• _STATED GOAL_: Each line that follows should be printed again exactly as it stands.

• _STORED RECORDS_:
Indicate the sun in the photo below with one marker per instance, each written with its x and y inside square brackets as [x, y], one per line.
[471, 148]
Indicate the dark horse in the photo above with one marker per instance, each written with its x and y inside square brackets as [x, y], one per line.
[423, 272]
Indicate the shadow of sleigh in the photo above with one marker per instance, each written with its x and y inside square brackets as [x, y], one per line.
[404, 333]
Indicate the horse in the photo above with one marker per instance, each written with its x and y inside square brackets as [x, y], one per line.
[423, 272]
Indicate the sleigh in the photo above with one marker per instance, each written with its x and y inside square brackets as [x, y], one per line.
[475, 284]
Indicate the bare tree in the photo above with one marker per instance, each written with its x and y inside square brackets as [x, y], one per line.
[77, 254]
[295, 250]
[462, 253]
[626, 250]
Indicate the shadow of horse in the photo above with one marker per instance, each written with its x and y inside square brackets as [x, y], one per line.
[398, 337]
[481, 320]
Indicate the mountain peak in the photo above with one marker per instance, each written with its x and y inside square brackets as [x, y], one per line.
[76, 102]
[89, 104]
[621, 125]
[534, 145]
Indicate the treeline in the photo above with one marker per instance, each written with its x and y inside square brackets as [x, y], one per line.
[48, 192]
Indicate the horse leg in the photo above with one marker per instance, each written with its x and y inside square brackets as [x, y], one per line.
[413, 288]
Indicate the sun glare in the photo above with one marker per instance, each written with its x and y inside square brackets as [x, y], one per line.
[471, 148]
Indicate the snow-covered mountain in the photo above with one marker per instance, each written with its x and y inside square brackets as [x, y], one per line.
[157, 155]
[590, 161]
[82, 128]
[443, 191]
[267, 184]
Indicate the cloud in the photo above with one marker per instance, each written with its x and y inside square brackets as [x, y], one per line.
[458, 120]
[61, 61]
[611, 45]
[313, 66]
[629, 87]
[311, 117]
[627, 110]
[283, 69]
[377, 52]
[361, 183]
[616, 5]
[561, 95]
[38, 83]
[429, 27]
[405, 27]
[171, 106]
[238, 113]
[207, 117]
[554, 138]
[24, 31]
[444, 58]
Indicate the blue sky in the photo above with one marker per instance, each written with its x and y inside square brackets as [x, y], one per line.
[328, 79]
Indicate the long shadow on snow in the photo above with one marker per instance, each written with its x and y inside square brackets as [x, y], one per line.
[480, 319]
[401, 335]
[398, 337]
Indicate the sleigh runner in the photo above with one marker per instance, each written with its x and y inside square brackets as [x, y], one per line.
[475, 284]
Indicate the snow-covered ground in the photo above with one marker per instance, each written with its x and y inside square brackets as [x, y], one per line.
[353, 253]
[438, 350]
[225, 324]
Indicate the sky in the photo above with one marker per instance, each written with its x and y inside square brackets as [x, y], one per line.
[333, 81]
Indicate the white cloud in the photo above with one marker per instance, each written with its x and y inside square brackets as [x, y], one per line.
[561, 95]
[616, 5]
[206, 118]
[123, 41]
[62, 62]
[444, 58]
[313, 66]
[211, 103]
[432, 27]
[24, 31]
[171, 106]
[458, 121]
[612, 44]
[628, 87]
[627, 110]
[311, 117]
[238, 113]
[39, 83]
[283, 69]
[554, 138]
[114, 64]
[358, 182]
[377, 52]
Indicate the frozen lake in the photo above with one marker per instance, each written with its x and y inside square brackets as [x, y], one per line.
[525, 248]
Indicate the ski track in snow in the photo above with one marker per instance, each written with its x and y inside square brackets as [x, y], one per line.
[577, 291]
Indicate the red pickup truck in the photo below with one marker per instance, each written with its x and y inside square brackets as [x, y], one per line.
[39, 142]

• _ANSWER IN FULL_:
Indicate the sun in the photo below with one marker per instance, each written with its x and y inside square brackets as [x, y], one per line.
[471, 148]
Indicate the dark horse in the photo above with one marker per instance, each written with its x and y inside square brackets as [x, y], one per line.
[423, 272]
Indicate the shadow of sleigh in the photo above with one marker per instance, each written with its x and y inside square brackets as [x, y], one per line.
[404, 333]
Indicate the horse in the photo above with one marker per instance, each written with its x and y inside square brackets as [x, y], one per line.
[423, 272]
Indicate the sleigh in the photo above with one marker per instance, each written with its x and y inside square brackets as [x, y], one per line.
[475, 284]
Indicate the bare tree in the photo above with one marker per instance, each written with its x and y inside square brackets as [x, y], one per line.
[77, 254]
[295, 250]
[462, 253]
[626, 250]
Indicate the shadow of horse in the photo above with one marker per instance, each written with its x and y inside square brackets as [x, y], one per line.
[398, 337]
[481, 320]
Indicate the mountain peak in the photo above with one marker per instance, each written with its x and y inside square brackets as [x, y], one per line.
[76, 102]
[89, 104]
[621, 125]
[534, 145]
Indicate the treeline in the photo above with one marker per instance, each written with its x and y inside square brackets as [x, y], one per line.
[48, 192]
Indicate the horse leg in the photo above with one marker per instance, each written with its x and y inside square brackets as [x, y], one per line.
[413, 288]
Indicate the sun glare in the photo above with one marker per instance, each written with its x and y inside square brackets as [x, y], one per line.
[471, 148]
Indicate the snow-covered mountain in the photo above with one marker per instance, each written with its x and y inside square brackets as [x, y], one per line.
[157, 155]
[590, 161]
[82, 128]
[443, 191]
[267, 184]
Indicate the cloud in the photo above with one marker per instance, each written with its x and y inside square brackets as [x, y], one per line.
[458, 120]
[61, 61]
[611, 45]
[313, 66]
[629, 87]
[311, 117]
[627, 110]
[283, 69]
[377, 52]
[361, 183]
[616, 5]
[561, 95]
[38, 83]
[429, 27]
[405, 27]
[171, 106]
[238, 113]
[207, 117]
[554, 138]
[24, 31]
[444, 58]
Indicate the blue sky in the photo above with one marker per instance, each written with its x and y inside square brackets as [x, y], one per line.
[328, 79]
Indicate the long shadow on snow in the photo above with one marker per instance, each written with its x and y inside square brackets as [x, y], one per line.
[480, 319]
[401, 335]
[398, 337]
Indicate the sleigh runner in the photo above with one marker per instance, each written with its x and y inside square brackets as [x, y], one per line.
[475, 284]
Indicate the snow-covered ground in the photo above with one marker per instance, each written with its x and y inside square brackets as [x, y], one per line.
[353, 253]
[438, 350]
[225, 324]
Indicate the sky in the photo above with one marker per instance, each written with its x and y inside square brackets as [x, y], one per line.
[333, 81]
Indicate the white cloud in the photo above with one marker per instance, each written with its x and y inside square brackets as [x, y], one per line.
[561, 95]
[616, 5]
[206, 118]
[123, 41]
[62, 62]
[444, 58]
[313, 66]
[211, 103]
[432, 27]
[24, 31]
[171, 106]
[458, 121]
[612, 44]
[628, 87]
[627, 110]
[311, 117]
[238, 113]
[39, 83]
[283, 69]
[554, 138]
[114, 64]
[358, 182]
[377, 52]
Indicate the frozen lake in the photo above with one marker per instance, each written with its x and y inside square brackets as [x, y], one per line.
[525, 248]
Indicate the ski track in snow in the photo above with one marker per instance, each written with its x and y inside square brackets as [x, y], one per line.
[577, 291]
Indicate the red pickup truck in the photo below with one marker per instance, each written with its x and y inside square brackets as [x, y], one per line.
[39, 142]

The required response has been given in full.